**Task prompt:** Reproduce every line of the material below, requests included, but scale each pixel coordinate in the detection answers by 1.8, rounding to the nearest whole number with halves going up. Leave the numbers in the requests and their format samples unchanged.

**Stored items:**
******

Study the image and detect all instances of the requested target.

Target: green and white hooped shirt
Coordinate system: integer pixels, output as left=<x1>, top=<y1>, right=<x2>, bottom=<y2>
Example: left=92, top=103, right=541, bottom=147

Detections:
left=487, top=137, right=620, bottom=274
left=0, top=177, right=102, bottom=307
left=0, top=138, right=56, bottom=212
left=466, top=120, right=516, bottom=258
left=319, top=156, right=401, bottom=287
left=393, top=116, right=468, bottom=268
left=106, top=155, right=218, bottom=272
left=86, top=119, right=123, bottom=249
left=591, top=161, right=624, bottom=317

******

**Answer to this problem:**
Study the image and detect all instances of the requested target.

Target: green and white hooped shirt
Coordinate system: integer pixels, output as left=<x1>, top=<y1>, right=<x2>, bottom=<y2>
Example: left=92, top=103, right=541, bottom=147

Detections:
left=877, top=247, right=1116, bottom=493
left=0, top=319, right=184, bottom=553
left=0, top=248, right=101, bottom=382
left=839, top=216, right=929, bottom=464
left=574, top=281, right=722, bottom=517
left=707, top=209, right=842, bottom=482
left=191, top=279, right=392, bottom=490
left=155, top=214, right=221, bottom=448
left=1064, top=290, right=1123, bottom=571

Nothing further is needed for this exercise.